:: YOUR GOAL ::
Print, please, the line that contains "Target: shadow on pavement" and each line after it to the end of the entries, unchanged and with nothing else.

:: ENTRIES PROVIDED ::
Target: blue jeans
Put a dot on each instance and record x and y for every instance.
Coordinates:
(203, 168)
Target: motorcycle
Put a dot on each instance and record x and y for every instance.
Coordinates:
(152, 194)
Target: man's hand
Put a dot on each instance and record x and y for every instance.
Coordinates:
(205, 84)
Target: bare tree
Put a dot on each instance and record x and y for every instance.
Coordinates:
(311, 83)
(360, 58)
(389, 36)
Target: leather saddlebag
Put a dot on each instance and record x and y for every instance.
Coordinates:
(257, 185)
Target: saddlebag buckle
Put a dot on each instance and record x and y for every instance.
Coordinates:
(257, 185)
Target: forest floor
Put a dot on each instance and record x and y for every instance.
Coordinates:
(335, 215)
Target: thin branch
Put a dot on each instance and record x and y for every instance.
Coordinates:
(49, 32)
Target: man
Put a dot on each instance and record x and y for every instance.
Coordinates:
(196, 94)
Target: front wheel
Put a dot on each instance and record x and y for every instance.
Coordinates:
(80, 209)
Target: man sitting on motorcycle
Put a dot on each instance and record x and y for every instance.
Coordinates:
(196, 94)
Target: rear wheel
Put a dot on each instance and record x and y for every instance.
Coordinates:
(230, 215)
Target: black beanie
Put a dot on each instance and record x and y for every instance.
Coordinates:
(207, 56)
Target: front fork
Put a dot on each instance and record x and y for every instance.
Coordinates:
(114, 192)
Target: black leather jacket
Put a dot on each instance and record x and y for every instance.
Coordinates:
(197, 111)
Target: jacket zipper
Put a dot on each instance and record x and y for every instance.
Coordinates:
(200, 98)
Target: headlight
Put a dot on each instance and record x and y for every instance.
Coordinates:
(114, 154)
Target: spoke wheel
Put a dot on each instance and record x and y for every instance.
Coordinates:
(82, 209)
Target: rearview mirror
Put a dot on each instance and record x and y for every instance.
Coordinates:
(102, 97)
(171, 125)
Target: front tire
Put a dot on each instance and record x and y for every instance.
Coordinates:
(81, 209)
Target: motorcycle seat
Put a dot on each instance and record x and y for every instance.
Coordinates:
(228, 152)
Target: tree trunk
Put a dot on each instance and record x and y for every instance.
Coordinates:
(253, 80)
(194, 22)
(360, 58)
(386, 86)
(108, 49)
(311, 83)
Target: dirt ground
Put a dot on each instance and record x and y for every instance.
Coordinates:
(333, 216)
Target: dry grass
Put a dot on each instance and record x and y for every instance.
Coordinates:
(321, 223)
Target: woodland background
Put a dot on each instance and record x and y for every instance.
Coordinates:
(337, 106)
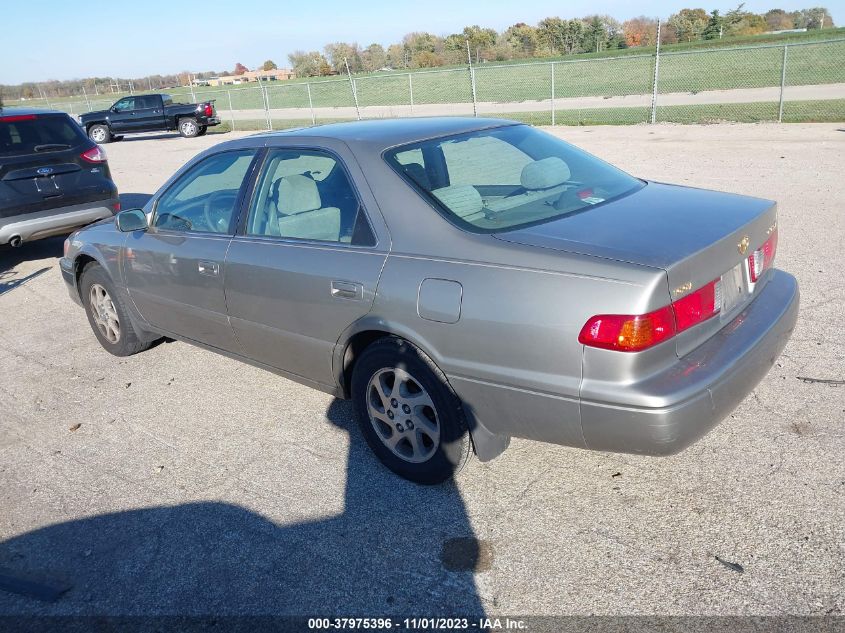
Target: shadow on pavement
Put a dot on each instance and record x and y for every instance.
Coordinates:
(381, 555)
(134, 200)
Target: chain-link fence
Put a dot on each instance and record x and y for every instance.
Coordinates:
(787, 82)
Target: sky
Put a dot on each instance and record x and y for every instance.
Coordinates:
(67, 40)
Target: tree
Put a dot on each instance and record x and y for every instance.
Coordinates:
(689, 24)
(397, 56)
(640, 31)
(309, 64)
(521, 39)
(778, 20)
(713, 30)
(339, 54)
(550, 34)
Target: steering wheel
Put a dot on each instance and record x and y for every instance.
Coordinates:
(220, 223)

:: WRITTEN RESPONSE ::
Target: shadow on pavement
Put a dot on each instance and record x and y for every instance.
Coordinates:
(381, 555)
(134, 200)
Target: chain-link fence
Put a dot on each instance and record x and y for every instance.
Coordinates:
(787, 82)
Target: sky
Put a dot on each instance and record x and y for every instance.
Coordinates:
(67, 40)
Target: tree
Put a dot on each instance and record x and y for every instance.
Coordinates:
(689, 24)
(397, 56)
(640, 31)
(309, 64)
(521, 39)
(778, 20)
(713, 30)
(339, 54)
(550, 34)
Target: steering wheel
Put a dot on each instance and record x and y for every instance.
Coordinates:
(220, 223)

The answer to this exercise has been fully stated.